══ Data for the task ══
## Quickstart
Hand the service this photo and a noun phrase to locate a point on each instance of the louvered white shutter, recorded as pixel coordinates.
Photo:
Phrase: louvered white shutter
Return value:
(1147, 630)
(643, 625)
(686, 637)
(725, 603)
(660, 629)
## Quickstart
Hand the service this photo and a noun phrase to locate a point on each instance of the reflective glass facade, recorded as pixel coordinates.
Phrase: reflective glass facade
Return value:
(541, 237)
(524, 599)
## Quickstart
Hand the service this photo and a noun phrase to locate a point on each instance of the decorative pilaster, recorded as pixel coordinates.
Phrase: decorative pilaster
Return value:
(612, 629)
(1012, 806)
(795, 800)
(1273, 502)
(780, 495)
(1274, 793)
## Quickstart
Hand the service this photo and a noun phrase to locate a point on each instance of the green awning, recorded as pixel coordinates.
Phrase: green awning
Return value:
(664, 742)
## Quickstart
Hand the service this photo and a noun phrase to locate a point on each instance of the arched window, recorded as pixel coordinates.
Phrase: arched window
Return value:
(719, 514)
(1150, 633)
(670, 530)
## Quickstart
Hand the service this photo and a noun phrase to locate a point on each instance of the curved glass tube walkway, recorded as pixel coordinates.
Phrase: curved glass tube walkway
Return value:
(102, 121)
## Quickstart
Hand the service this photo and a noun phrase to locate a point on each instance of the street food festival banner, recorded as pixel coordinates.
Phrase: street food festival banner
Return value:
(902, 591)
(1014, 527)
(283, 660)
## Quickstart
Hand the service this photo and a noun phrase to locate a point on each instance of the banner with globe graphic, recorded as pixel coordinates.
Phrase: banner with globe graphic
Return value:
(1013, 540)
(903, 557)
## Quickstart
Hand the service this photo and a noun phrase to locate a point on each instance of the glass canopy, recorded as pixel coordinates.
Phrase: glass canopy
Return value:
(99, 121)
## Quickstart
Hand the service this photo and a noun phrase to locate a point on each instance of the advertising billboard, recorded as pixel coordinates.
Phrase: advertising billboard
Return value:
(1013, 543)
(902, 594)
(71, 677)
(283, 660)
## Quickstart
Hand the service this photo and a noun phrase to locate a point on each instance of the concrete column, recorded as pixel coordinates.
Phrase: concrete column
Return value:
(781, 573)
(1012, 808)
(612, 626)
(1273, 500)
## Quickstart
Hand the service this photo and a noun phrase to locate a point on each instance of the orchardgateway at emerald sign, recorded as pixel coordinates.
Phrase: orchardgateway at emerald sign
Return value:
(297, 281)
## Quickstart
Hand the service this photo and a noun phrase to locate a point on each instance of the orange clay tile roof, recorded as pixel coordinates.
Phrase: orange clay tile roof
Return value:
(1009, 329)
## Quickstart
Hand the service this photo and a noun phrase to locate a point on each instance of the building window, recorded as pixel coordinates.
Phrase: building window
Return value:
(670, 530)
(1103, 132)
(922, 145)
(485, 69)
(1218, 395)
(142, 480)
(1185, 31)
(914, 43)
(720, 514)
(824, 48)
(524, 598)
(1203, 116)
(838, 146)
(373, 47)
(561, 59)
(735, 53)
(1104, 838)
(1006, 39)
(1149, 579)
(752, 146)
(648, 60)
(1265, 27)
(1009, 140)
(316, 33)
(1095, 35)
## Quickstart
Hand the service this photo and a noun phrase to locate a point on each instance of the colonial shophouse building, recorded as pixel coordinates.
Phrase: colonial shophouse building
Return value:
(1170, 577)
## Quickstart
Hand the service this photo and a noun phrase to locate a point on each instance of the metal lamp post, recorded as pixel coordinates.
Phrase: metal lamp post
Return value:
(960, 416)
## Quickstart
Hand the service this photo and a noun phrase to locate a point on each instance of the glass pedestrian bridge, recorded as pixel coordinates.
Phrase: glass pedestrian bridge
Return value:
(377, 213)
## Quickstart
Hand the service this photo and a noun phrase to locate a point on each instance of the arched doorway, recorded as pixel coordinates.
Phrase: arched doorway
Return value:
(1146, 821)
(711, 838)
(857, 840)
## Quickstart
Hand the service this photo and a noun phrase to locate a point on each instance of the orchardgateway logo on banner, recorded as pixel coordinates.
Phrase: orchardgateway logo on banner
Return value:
═══
Convert all of the lines above into a JSON list of strings, with one string per line and any blank lines left out.

■ **Solution**
[
  "## Quickstart",
  "Hand the service this photo and a noun phrase to locate a point on each instance of the louvered white shutter, recorded as pixel coordinates.",
  "Photo:",
  "Phrase: louvered white shutter",
  "Return value:",
  "(1147, 630)",
  "(643, 625)",
  "(686, 637)",
  "(725, 603)",
  "(660, 629)",
  "## Quickstart",
  "Hand the service this photo and a noun phrase to locate a point on each instance of the reflective glass facade, recorded as pixel coordinates.",
  "Phrase: reflective glass facade",
  "Return value:",
  "(541, 237)",
  "(524, 599)",
  "## Quickstart",
  "Hand the service this photo and a noun phrase to locate a point on each instance of the decorative pilaster, recorded as pixel coordinates.",
  "Phrase: decorative pilaster",
  "Return value:",
  "(612, 629)",
  "(1012, 806)",
  "(795, 800)",
  "(1273, 502)",
  "(780, 495)",
  "(1274, 793)",
  "## Quickstart",
  "Hand the service this photo and a noun phrase to locate a point on each instance of the green awning, recorded as pixel coordinates.",
  "Phrase: green awning",
  "Return value:",
  "(664, 742)",
  "## Quickstart",
  "Hand the service this photo and a noun phrase to locate a point on each instance of the arched window, recorded as pixel coordinates.",
  "Phrase: arched window",
  "Return value:",
  "(719, 514)",
  "(1150, 633)",
  "(670, 530)",
  "## Quickstart",
  "Hand the service this photo and a noun phrase to locate a point on each instance of the curved glass tube walkway, recorded as pixel coordinates.",
  "Phrase: curved glass tube walkway",
  "Return value:",
  "(102, 121)",
  "## Quickstart",
  "Hand the service this photo and a noun phrase to locate a point on each instance of the street food festival banner, recorded as pixel coordinates.",
  "Phrase: street food festival banner",
  "Return value:",
  "(902, 591)",
  "(1014, 527)",
  "(283, 660)",
  "## Quickstart",
  "Hand the service this photo and a noun phrase to locate a point on each instance of the banner with globe graphic, recorded as pixel coordinates.",
  "Phrase: banner with globe graphic",
  "Return value:",
  "(1013, 540)",
  "(903, 557)",
  "## Quickstart",
  "Hand the service this photo and a noun phrase to locate a point on each instance of the glass canopy, recorded as pixel coordinates.",
  "Phrase: glass canopy",
  "Return value:",
  "(99, 121)",
  "## Quickstart",
  "Hand the service this photo and a noun phrase to locate a point on each instance of the advertising billboard, recorded as pixel coordinates.",
  "Phrase: advertising billboard",
  "Return value:",
  "(1013, 543)",
  "(902, 594)",
  "(71, 677)",
  "(283, 660)",
  "## Quickstart",
  "Hand the service this photo and a noun phrase to locate a point on each instance of the concrete column, recorded as pixel coordinates.",
  "Phrase: concrete column",
  "Return value:",
  "(781, 573)",
  "(1012, 808)",
  "(612, 626)",
  "(1273, 500)",
  "## Quickstart",
  "Hand the service this photo and a noun phrase to locate a point on each instance of the orchardgateway at emerald sign, recorded as pixel coordinates.",
  "Phrase: orchardgateway at emerald sign",
  "Return value:",
  "(297, 281)",
  "## Quickstart",
  "Hand the service this photo and a noun phrase to locate a point on each instance of the orange clay tile roof, recorded as pixel coordinates.",
  "Phrase: orange clay tile roof",
  "Return value:",
  "(1009, 329)",
  "## Quickstart",
  "Hand the service this photo and a noun phrase to locate a point on each instance of the building window, recorded as pixel coordinates.",
  "Phrase: building window",
  "Return value:",
  "(670, 530)",
  "(1103, 132)",
  "(922, 145)",
  "(485, 69)",
  "(1218, 395)",
  "(142, 480)",
  "(1185, 31)",
  "(914, 43)",
  "(720, 514)",
  "(824, 48)",
  "(524, 598)",
  "(1203, 116)",
  "(838, 146)",
  "(373, 47)",
  "(561, 59)",
  "(735, 53)",
  "(1104, 838)",
  "(1006, 39)",
  "(1149, 579)",
  "(752, 146)",
  "(648, 60)",
  "(1265, 27)",
  "(1009, 140)",
  "(316, 33)",
  "(1095, 35)",
  "## Quickstart",
  "Hand the service this photo and a noun phrase to locate a point on each instance of the colonial shophouse building, recorded as pixel coordinates.",
  "Phrase: colonial shophouse building",
  "Return value:",
  "(1170, 577)",
  "## Quickstart",
  "Hand the service this photo and a noun phrase to locate a point on each instance of the metal lamp post, recorded as pixel coordinates.",
  "Phrase: metal lamp post",
  "Return value:",
  "(960, 416)",
  "## Quickstart",
  "Hand the service this photo and a noun phrase to locate a point on each instance of the glass pedestrian bridge, recorded as pixel coordinates.",
  "Phrase: glass pedestrian bridge",
  "Return value:",
  "(377, 213)",
  "## Quickstart",
  "Hand the service this photo and a noun phrase to locate a point on each instance of the arched doorway, recorded as pixel coordinates.",
  "Phrase: arched doorway",
  "Return value:",
  "(1146, 821)",
  "(711, 838)",
  "(857, 840)",
  "## Quickstart",
  "Hand the service this photo and a noun phrase to locate a point on each instance of the orchardgateway logo on banner, recorded as pixel coordinates.",
  "Phrase: orchardgateway logo on banner",
  "Return value:"
]